:: Records shown ::
* * * *

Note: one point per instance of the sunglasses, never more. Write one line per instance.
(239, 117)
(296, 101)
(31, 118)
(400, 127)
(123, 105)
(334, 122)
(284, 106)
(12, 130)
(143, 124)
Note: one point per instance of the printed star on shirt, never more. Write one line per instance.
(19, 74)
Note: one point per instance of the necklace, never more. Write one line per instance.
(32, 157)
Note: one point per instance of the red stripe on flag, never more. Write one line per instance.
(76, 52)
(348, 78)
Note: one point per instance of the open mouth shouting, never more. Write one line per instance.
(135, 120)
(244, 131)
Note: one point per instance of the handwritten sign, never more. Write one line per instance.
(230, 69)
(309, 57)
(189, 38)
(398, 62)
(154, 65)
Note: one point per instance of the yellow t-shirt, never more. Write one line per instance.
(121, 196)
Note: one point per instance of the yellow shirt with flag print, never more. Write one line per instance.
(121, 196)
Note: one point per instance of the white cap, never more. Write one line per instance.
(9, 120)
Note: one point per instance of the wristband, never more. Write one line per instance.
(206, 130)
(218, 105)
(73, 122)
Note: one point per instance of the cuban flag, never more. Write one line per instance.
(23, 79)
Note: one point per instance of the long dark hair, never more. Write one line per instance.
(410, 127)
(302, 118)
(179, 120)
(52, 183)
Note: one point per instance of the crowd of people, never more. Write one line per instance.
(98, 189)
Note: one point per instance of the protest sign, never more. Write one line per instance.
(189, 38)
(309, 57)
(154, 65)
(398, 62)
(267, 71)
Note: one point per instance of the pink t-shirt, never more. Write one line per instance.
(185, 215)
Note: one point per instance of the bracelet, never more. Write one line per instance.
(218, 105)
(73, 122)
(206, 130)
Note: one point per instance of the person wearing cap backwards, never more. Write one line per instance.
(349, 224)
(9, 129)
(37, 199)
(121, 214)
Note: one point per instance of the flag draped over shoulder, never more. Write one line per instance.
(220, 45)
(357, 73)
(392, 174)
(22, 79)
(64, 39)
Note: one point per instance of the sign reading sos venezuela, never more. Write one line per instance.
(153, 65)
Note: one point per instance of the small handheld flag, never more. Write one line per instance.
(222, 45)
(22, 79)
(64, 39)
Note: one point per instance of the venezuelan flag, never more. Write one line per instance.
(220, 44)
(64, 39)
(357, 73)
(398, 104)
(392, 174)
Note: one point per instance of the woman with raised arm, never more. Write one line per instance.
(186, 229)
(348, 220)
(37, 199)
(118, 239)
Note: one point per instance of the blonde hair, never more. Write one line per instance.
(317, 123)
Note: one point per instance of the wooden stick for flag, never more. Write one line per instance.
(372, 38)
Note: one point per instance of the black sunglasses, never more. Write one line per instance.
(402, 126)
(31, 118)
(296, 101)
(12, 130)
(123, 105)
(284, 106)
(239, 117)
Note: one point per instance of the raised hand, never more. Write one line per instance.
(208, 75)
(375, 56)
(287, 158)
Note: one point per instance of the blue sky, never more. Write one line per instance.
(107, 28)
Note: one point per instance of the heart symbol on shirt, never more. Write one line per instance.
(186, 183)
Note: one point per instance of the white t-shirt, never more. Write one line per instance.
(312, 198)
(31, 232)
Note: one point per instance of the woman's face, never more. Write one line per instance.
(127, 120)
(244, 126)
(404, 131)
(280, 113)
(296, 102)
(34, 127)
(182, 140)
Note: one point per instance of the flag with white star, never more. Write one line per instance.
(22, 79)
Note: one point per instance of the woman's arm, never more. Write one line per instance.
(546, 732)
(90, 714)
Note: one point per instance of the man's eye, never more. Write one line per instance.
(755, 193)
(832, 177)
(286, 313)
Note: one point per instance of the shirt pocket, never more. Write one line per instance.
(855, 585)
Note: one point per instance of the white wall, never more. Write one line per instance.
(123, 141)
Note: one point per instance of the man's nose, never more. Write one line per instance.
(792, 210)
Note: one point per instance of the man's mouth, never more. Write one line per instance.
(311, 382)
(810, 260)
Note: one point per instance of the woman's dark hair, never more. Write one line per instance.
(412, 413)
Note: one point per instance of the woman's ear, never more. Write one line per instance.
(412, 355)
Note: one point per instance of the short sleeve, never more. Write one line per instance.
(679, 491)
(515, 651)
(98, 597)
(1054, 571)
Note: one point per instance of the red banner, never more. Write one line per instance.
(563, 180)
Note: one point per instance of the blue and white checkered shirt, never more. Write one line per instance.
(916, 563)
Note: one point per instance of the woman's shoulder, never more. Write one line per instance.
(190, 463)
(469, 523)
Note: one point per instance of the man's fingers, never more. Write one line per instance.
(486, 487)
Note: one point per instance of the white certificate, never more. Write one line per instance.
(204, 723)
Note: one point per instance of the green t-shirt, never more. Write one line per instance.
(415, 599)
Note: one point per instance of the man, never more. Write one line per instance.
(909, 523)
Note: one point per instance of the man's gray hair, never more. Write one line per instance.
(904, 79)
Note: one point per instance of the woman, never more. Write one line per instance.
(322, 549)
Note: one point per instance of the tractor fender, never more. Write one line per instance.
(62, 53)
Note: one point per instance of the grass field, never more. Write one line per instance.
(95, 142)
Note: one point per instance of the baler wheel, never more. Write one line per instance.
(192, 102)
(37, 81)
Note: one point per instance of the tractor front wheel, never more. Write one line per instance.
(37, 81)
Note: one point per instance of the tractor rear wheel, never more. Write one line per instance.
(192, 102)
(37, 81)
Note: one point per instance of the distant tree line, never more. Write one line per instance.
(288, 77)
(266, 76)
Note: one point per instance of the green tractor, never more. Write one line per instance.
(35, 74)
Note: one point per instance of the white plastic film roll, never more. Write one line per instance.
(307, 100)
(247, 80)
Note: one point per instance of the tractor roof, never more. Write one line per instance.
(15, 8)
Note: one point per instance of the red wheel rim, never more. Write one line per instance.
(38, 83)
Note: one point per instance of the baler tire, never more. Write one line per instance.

* * * *

:: Goal of the exercise ::
Rewrite the items from the line containing "Note: one point per instance of the white plastic" through the last item, including each note line, and shift every point by adding 52 to both of its coordinates.

:: Answer to this exercise ::
Note: one point per instance of the white plastic film roll, never more. Write one line per instance.
(359, 152)
(299, 132)
Note: one point per instance of the tractor roof, never more. Write one line per instance.
(67, 60)
Note: one point per instance of the red wheel rim, never more. Write one line per instance.
(90, 135)
Note: one point per instance of the baler tire, never more. Write one line per instance.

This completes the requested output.